:: DATA IN THIS EXERCISE ::

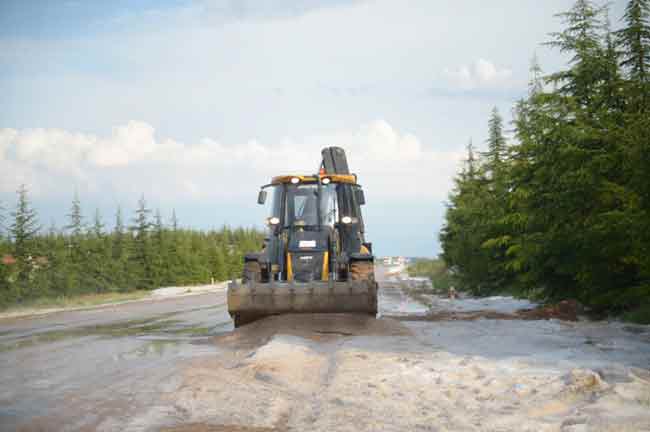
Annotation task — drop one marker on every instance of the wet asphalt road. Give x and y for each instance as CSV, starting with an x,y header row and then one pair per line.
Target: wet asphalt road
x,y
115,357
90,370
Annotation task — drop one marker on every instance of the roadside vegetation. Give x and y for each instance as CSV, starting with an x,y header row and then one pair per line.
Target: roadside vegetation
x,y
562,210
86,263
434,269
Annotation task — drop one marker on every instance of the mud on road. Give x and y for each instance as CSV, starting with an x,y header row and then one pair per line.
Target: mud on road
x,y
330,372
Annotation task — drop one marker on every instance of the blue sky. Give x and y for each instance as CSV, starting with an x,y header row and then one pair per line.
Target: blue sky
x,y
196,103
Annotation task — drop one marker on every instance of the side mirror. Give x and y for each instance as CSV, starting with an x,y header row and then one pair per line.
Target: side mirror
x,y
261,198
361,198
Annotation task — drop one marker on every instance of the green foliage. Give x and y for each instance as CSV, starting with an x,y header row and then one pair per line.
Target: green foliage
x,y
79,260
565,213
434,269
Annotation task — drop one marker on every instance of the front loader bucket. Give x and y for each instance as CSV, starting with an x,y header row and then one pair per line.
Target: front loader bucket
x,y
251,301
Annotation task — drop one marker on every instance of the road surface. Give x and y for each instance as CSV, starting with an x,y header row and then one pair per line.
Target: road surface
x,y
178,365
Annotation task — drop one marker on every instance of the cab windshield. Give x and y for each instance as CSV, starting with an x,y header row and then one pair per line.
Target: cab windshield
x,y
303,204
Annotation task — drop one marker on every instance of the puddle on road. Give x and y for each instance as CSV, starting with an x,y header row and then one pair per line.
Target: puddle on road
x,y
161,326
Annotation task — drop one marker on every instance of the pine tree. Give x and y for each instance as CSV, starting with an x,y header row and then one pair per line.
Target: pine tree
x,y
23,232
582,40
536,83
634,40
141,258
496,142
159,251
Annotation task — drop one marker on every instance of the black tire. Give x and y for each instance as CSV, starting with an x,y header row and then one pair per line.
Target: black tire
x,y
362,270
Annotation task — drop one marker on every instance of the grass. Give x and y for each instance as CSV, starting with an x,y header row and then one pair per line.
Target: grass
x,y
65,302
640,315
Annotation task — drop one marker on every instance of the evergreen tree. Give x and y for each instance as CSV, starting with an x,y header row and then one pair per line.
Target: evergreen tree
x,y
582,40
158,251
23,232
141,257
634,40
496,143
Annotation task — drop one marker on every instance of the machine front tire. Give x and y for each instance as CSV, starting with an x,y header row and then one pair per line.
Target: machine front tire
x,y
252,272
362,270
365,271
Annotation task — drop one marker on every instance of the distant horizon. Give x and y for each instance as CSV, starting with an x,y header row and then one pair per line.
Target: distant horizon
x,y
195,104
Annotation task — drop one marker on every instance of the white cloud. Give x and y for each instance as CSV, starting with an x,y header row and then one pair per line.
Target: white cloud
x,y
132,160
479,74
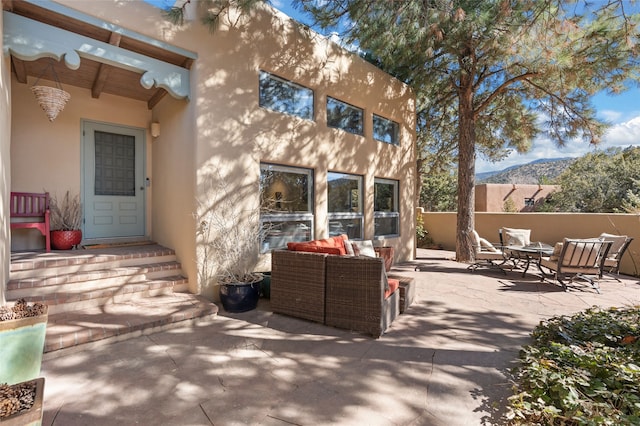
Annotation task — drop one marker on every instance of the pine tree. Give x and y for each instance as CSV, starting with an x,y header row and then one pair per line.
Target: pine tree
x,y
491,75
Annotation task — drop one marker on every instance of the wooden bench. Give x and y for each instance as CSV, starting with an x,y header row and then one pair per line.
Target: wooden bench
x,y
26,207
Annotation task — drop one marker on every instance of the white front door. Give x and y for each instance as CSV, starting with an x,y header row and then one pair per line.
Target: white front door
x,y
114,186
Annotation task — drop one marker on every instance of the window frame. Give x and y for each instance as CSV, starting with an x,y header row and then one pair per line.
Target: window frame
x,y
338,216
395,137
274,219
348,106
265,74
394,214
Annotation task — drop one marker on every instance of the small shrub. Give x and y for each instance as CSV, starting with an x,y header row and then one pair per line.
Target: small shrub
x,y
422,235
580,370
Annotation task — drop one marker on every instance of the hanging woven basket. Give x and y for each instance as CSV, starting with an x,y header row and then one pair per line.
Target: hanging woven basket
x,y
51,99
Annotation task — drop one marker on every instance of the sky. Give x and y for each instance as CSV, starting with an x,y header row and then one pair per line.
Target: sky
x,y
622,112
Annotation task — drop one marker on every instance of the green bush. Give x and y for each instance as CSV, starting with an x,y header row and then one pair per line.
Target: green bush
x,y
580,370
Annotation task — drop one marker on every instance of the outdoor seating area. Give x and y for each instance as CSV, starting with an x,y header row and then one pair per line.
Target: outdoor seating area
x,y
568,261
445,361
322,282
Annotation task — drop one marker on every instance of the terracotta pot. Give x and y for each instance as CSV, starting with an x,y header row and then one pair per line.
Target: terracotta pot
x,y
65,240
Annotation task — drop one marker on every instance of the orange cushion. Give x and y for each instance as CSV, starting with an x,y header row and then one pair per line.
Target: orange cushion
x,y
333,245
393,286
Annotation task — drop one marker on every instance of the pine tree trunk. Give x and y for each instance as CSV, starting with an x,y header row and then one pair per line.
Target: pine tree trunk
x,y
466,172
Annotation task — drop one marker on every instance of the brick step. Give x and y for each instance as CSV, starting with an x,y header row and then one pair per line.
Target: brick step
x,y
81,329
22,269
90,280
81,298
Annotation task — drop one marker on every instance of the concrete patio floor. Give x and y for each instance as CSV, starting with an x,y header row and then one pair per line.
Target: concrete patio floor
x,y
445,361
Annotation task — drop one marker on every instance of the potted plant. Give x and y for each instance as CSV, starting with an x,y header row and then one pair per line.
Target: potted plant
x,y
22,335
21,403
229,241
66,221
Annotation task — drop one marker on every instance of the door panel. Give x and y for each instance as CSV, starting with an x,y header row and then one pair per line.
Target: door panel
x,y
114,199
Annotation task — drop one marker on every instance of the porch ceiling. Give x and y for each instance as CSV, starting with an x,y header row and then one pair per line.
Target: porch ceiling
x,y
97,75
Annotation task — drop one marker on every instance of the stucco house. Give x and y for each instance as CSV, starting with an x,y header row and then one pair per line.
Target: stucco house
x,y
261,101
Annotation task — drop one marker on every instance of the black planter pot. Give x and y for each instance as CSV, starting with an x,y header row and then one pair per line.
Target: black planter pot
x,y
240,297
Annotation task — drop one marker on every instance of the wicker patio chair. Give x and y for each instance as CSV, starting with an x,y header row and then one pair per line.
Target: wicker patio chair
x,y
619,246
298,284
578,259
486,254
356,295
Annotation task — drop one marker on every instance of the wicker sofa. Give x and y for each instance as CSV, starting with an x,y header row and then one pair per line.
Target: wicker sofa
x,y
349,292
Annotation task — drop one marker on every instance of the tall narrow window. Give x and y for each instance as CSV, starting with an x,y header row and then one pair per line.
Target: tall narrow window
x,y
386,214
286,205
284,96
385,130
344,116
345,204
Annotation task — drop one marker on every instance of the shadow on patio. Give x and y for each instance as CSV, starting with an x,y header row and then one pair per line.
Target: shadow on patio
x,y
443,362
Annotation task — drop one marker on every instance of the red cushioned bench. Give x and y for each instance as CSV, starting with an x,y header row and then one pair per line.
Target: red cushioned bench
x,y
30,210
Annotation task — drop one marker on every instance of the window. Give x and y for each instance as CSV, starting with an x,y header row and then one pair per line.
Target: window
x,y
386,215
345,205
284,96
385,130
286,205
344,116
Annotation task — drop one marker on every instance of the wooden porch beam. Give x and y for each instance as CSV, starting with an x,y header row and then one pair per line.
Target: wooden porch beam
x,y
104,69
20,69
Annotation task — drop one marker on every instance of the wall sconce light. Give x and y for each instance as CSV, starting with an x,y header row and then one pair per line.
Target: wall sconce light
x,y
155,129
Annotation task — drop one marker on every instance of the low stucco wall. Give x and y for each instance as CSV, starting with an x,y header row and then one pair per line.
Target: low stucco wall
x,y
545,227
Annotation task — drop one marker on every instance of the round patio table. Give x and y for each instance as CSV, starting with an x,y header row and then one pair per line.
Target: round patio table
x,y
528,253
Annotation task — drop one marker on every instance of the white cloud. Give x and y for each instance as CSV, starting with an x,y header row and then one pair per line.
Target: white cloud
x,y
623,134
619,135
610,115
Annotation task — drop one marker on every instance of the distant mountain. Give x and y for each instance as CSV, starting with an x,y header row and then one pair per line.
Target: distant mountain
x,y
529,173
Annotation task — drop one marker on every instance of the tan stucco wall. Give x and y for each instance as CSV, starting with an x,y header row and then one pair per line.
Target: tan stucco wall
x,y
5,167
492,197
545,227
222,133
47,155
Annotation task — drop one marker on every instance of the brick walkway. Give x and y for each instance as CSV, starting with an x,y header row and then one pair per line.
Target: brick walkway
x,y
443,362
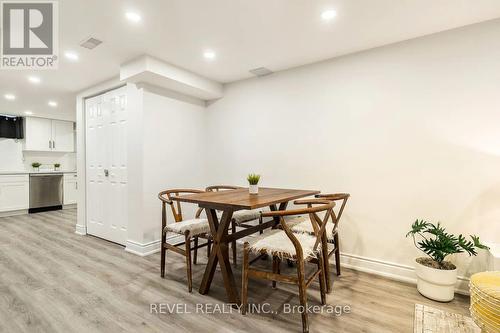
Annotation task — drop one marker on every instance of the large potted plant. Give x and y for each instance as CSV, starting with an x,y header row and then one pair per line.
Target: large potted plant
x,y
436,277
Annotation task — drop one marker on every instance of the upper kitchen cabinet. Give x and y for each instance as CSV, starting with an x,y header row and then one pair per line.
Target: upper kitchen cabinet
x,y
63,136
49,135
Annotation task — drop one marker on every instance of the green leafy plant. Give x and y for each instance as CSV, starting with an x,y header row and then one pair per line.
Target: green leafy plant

:::

Repeat, with no pictures, each line from the beginning of the data through the line containing "the road surface.", inclusive.

Annotation task — drop one marker on every instance of the wet asphalt road. Give x and y for each instance as CSV, starting with an x,y header row and then one pair per line.
Target: wet asphalt road
x,y
115,357
90,370
Annotation task — drop one marker on every instance of the roadside vegetation. Give x and y for each instance as CSV, starting with an x,y header row and then one pair per line.
Target: roadside vegetation
x,y
562,210
86,263
434,269
Annotation task — drop one marker on every instance of the mud on road. Give x and y for each instance as CSV, starting with an x,y header row and then one pair per line.
Target: mud on road
x,y
330,372
Annotation task — drop one marker on every instance of the blue sky. Give x and y for each instance as CSV, starting with an x,y header row and then one pair per line.
Target: blue sky
x,y
196,103
Annotation task — drop one marker on every instance of the side mirror. Give x and y for each instance as CSV, starting with an x,y header row and then one pair per line.
Target: side mirror
x,y
261,198
361,198
Annotation task — drop one marker on every instance of the green foliage. Give x and y for each instance as CSV, starting with an x,y header row and then one pair per line.
Target: green foliage
x,y
79,260
565,213
434,269
Annotation task — drop one marker on every instance of the front loader bucket. Give x and y for each instance as CSV, starting with an x,y header row and then one pair per line.
Target: front loader bucket
x,y
251,301
Annotation task — drop one marker on every instance of the road surface. Give x and y for each instance as CSV, starting with an x,y header row and then one pair per line.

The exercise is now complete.